— Start —

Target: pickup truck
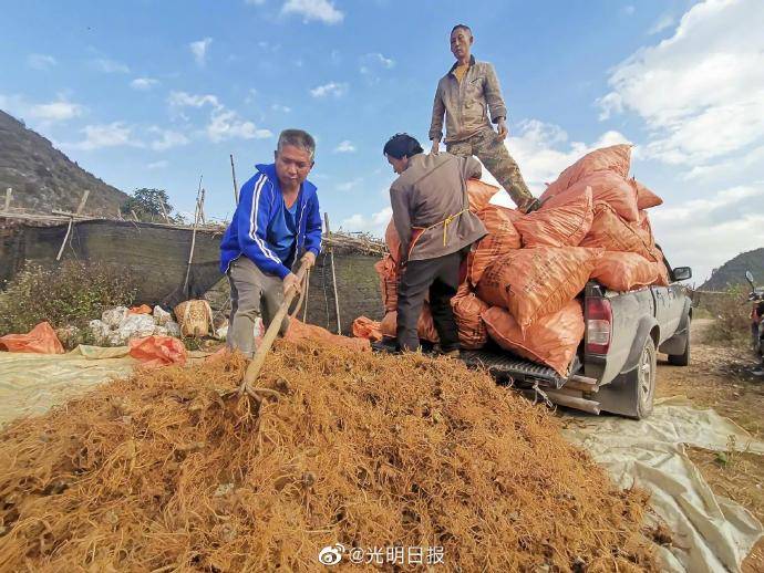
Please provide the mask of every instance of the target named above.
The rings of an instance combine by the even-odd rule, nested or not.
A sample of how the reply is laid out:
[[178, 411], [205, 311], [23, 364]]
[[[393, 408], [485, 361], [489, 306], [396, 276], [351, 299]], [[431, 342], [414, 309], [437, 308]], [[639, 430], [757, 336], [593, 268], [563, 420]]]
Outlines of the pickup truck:
[[690, 279], [692, 271], [663, 263], [669, 286], [619, 293], [587, 283], [581, 293], [586, 333], [567, 376], [497, 346], [463, 352], [462, 357], [536, 399], [592, 414], [644, 418], [652, 411], [658, 352], [677, 366], [690, 362], [692, 306], [679, 281]]

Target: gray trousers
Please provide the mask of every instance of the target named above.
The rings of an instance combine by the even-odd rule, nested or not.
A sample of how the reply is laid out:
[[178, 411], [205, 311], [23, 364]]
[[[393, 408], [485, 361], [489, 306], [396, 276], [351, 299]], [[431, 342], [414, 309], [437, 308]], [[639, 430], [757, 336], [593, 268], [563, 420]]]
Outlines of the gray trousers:
[[[283, 302], [283, 285], [276, 274], [266, 274], [244, 254], [228, 268], [230, 284], [230, 315], [228, 319], [228, 347], [251, 358], [257, 350], [255, 344], [255, 321], [262, 319], [268, 329]], [[283, 336], [289, 320], [285, 317], [279, 329]]]

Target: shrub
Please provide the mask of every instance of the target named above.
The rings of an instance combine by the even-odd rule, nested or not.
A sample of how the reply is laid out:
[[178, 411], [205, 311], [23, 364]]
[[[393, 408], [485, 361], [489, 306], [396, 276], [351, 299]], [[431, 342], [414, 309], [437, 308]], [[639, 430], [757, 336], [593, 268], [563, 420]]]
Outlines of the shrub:
[[0, 335], [29, 332], [42, 321], [84, 329], [104, 310], [132, 304], [135, 293], [135, 279], [114, 267], [30, 263], [0, 293]]
[[751, 342], [751, 304], [746, 302], [748, 291], [743, 286], [731, 286], [726, 295], [701, 299], [700, 305], [714, 319], [706, 331], [705, 342], [733, 346], [745, 346]]

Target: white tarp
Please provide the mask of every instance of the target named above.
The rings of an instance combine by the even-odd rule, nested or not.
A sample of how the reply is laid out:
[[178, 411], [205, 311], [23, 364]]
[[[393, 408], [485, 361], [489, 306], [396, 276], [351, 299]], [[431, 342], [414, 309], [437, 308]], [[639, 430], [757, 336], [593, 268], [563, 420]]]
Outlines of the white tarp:
[[714, 496], [684, 445], [713, 451], [734, 446], [762, 455], [764, 442], [686, 398], [657, 400], [652, 416], [641, 421], [571, 414], [564, 423], [565, 436], [587, 449], [617, 483], [651, 493], [653, 511], [673, 533], [672, 546], [659, 548], [665, 571], [740, 571], [763, 534], [762, 524], [737, 503]]

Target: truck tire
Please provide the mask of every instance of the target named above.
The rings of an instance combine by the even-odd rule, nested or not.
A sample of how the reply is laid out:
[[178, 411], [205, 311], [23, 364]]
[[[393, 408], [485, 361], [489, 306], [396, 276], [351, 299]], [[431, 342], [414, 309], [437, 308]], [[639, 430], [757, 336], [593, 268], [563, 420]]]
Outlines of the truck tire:
[[684, 352], [682, 354], [669, 354], [669, 364], [672, 366], [689, 366], [690, 365], [690, 333], [684, 343]]
[[633, 377], [636, 393], [636, 419], [647, 418], [652, 414], [652, 403], [655, 397], [655, 377], [658, 374], [658, 352], [651, 336], [644, 340], [644, 346], [637, 364]]

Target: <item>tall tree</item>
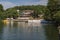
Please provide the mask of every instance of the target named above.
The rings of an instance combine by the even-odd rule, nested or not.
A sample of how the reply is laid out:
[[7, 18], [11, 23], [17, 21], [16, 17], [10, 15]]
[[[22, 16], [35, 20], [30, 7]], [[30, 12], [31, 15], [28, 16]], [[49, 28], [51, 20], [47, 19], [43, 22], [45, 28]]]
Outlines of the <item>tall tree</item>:
[[0, 4], [0, 12], [3, 12], [3, 6], [2, 6], [2, 4]]
[[[47, 10], [46, 10], [46, 19], [54, 21], [54, 14], [57, 13], [59, 9], [59, 0], [48, 0]], [[48, 17], [48, 18], [47, 18]]]

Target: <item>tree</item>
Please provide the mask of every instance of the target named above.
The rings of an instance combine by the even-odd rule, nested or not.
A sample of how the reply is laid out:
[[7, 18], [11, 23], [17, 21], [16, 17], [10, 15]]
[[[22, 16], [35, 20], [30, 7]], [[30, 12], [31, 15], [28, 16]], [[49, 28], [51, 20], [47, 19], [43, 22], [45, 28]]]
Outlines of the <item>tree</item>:
[[46, 19], [54, 21], [55, 20], [54, 14], [57, 13], [58, 9], [59, 9], [58, 0], [48, 0], [47, 10], [45, 13]]

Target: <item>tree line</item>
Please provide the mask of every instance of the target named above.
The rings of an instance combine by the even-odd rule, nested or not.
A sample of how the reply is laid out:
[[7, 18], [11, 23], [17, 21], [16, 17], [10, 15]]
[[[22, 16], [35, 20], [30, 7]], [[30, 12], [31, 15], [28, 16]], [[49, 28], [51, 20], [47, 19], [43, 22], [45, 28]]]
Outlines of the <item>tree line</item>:
[[47, 6], [43, 5], [31, 5], [31, 6], [15, 6], [3, 10], [3, 6], [0, 4], [0, 19], [7, 17], [17, 18], [17, 10], [34, 10], [32, 17], [37, 18], [38, 15], [44, 14], [44, 19], [55, 22], [60, 25], [60, 1], [59, 0], [48, 0]]

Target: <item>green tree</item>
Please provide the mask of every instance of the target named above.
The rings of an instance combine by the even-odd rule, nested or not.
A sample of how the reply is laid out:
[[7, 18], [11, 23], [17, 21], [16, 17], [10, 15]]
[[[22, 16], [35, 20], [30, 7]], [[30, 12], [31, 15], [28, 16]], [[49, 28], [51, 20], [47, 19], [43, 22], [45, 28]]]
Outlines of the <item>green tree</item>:
[[[58, 0], [48, 0], [47, 10], [46, 10], [46, 19], [54, 21], [54, 14], [58, 11]], [[48, 18], [47, 18], [48, 17]]]

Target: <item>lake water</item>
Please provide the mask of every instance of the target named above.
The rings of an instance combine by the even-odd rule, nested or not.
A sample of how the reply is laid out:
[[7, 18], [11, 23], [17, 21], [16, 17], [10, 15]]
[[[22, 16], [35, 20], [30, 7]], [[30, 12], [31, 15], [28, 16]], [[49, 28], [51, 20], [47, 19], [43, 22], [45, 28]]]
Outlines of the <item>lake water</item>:
[[58, 30], [52, 24], [0, 23], [0, 40], [58, 40]]

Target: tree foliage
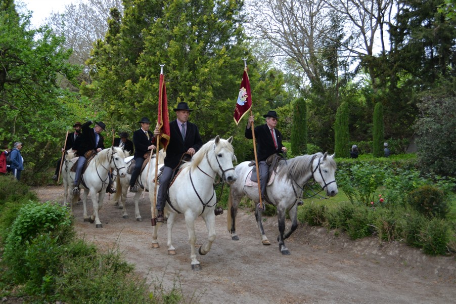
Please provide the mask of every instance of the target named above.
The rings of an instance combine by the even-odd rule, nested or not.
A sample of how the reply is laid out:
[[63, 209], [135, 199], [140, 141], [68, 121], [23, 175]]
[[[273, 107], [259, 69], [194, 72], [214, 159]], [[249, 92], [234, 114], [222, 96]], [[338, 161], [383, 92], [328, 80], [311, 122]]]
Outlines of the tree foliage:
[[48, 167], [56, 134], [71, 125], [72, 98], [59, 84], [79, 70], [68, 64], [71, 51], [62, 48], [62, 37], [48, 27], [29, 29], [30, 16], [19, 15], [13, 1], [0, 1], [0, 142], [11, 148], [22, 142], [33, 174]]
[[374, 126], [372, 130], [372, 151], [374, 157], [381, 157], [384, 156], [383, 140], [383, 106], [381, 103], [375, 104], [374, 109]]
[[307, 153], [307, 120], [305, 100], [298, 98], [293, 105], [291, 151], [294, 155]]
[[456, 177], [456, 98], [427, 96], [418, 104], [418, 163], [425, 172]]
[[348, 134], [348, 104], [343, 102], [337, 109], [334, 126], [334, 152], [338, 157], [350, 156]]

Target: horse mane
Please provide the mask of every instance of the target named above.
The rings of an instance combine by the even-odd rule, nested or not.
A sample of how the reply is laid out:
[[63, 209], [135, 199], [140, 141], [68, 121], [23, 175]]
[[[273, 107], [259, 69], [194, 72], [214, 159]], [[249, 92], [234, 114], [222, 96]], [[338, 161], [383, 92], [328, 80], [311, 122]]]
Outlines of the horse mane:
[[[317, 157], [322, 157], [323, 153], [318, 152], [314, 154], [300, 155], [290, 159], [281, 159], [277, 167], [276, 177], [282, 178], [288, 174], [291, 175], [296, 180], [299, 177], [311, 171], [312, 162]], [[331, 157], [327, 157], [329, 165], [336, 168], [336, 162]]]
[[[112, 148], [114, 148], [114, 150], [116, 150], [116, 152], [119, 153], [119, 156], [120, 157], [125, 158], [125, 154], [121, 148], [119, 148], [118, 147], [113, 147]], [[111, 154], [110, 153], [111, 149], [111, 147], [104, 149], [97, 154], [97, 157], [98, 158], [98, 161], [100, 162], [104, 162], [107, 161], [109, 161], [108, 158], [111, 157]]]
[[[215, 149], [215, 153], [218, 153], [219, 151], [223, 148], [227, 149], [229, 151], [231, 151], [234, 153], [234, 148], [233, 147], [233, 146], [231, 145], [231, 144], [228, 142], [228, 141], [222, 141], [222, 139], [221, 138], [220, 139], [220, 140], [219, 141], [218, 144], [217, 145], [217, 148]], [[193, 155], [191, 161], [189, 161], [189, 162], [187, 162], [182, 165], [182, 168], [183, 169], [189, 167], [192, 171], [196, 169], [200, 163], [201, 163], [201, 161], [202, 161], [203, 159], [204, 159], [206, 154], [209, 151], [209, 149], [212, 148], [212, 146], [215, 144], [215, 139], [212, 139], [203, 145], [202, 147], [198, 150], [198, 152]]]

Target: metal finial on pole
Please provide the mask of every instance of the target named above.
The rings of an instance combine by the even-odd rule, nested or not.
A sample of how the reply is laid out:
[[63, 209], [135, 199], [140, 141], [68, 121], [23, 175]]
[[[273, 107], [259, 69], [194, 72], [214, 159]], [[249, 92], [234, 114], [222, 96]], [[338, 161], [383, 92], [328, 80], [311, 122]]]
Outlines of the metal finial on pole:
[[244, 67], [247, 67], [247, 59], [249, 59], [249, 57], [246, 57], [245, 58], [243, 58], [241, 57], [241, 59], [244, 60]]

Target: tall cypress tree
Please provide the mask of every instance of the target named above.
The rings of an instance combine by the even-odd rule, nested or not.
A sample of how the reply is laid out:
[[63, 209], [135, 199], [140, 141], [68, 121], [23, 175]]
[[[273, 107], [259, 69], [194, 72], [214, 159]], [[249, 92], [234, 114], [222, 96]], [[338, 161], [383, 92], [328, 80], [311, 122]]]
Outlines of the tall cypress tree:
[[337, 157], [348, 157], [349, 136], [348, 134], [348, 104], [343, 102], [336, 113], [334, 125], [334, 152]]
[[373, 151], [374, 157], [384, 156], [383, 106], [378, 102], [374, 109], [374, 128], [372, 130]]
[[293, 106], [291, 151], [294, 155], [307, 153], [307, 107], [302, 97], [298, 98]]

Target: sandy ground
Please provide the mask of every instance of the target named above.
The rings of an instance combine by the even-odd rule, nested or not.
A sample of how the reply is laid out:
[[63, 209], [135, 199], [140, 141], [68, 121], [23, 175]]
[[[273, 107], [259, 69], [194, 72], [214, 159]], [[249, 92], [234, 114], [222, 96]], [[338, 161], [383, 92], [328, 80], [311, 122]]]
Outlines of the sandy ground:
[[[63, 188], [34, 189], [42, 201], [62, 202]], [[276, 240], [276, 217], [263, 225], [270, 246], [261, 243], [254, 216], [240, 210], [233, 241], [226, 229], [226, 212], [216, 218], [217, 238], [207, 255], [198, 255], [202, 270], [194, 271], [183, 215], [173, 229], [177, 254], [168, 255], [166, 224], [160, 227], [160, 247], [153, 249], [150, 202], [140, 201], [144, 221], [134, 219], [133, 194], [128, 193], [129, 219], [122, 218], [112, 196], [100, 211], [103, 227], [84, 223], [82, 206], [73, 208], [81, 237], [101, 248], [118, 248], [139, 274], [165, 288], [180, 284], [186, 302], [200, 303], [382, 303], [414, 304], [456, 302], [454, 256], [430, 256], [403, 244], [379, 243], [378, 238], [352, 241], [344, 234], [321, 227], [300, 226], [286, 241], [291, 252], [283, 256]], [[92, 212], [92, 203], [88, 204]], [[207, 239], [200, 218], [196, 224], [197, 245]]]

— End —

§ GIVEN EXERCISE: Reproduce only the lines starting with the one containing "Target: horse mane" and going on through the one containing "158], [111, 157]]]", with the requests unchanged. In the answers, scale every outline coordinate by 2.3 and round to whole numbers, halves up, but leave the numbers in the requests and their layout samples as they are.

§ SOLUTION TO THE EXERCISE:
Target: horse mane
Please provide the mask of every instance of the target named above.
The rings of an instance combine by the even-odd rule, nested or not.
A sample of how the reply is laid out:
[[63, 209], [135, 199], [140, 141], [68, 121], [23, 175]]
[[[273, 107], [259, 69], [194, 72], [214, 159]], [[249, 92], [234, 114], [222, 96]], [[338, 161], [383, 92], [328, 80], [311, 122]]]
Outlines of the horse mane:
[[[729, 361], [741, 361], [743, 352], [731, 350], [722, 354], [690, 357], [667, 366], [646, 366], [637, 384], [635, 407], [649, 409], [662, 400], [669, 403], [681, 414], [688, 407], [715, 393], [718, 373]], [[761, 361], [752, 361], [757, 380], [773, 386], [773, 373]]]
[[[258, 340], [262, 340], [262, 345], [267, 345], [267, 350], [274, 352], [274, 359], [276, 361], [288, 363], [288, 354], [278, 340], [274, 340], [271, 338], [260, 338]], [[255, 354], [253, 352], [255, 343], [255, 338], [239, 343], [223, 354], [223, 361], [225, 363], [225, 370], [230, 373], [239, 373], [246, 370], [251, 370], [248, 363], [255, 361]]]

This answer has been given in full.